= Data for this exercise =
━━━━

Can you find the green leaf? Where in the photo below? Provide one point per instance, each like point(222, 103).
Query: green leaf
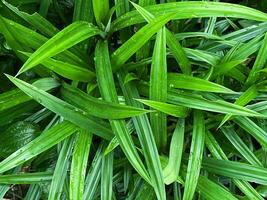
point(66, 69)
point(16, 97)
point(101, 10)
point(131, 46)
point(236, 170)
point(95, 107)
point(170, 109)
point(83, 11)
point(195, 158)
point(259, 63)
point(158, 88)
point(182, 81)
point(191, 10)
point(198, 102)
point(45, 141)
point(68, 37)
point(64, 109)
point(16, 136)
point(107, 176)
point(171, 171)
point(108, 92)
point(218, 153)
point(242, 148)
point(93, 176)
point(213, 191)
point(175, 47)
point(26, 178)
point(253, 129)
point(61, 169)
point(79, 163)
point(145, 135)
point(250, 94)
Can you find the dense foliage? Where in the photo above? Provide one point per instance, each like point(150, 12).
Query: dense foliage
point(132, 100)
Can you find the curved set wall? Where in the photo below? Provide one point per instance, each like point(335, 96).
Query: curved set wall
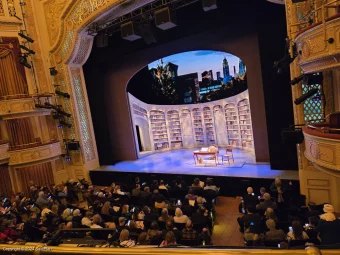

━━━━

Omit the pictures and write out exactly the lines from the one containing "Can you find the dense" through the last line of the material.

Can you find the dense foliage? Where in the photo above? Provide one point per instance, each like point(150, 12).
Query: dense foliage
point(132, 100)
Can you find the curved set wall? Where in the photo below? Provide one point per instance, each like point(335, 96).
Query: curved set wall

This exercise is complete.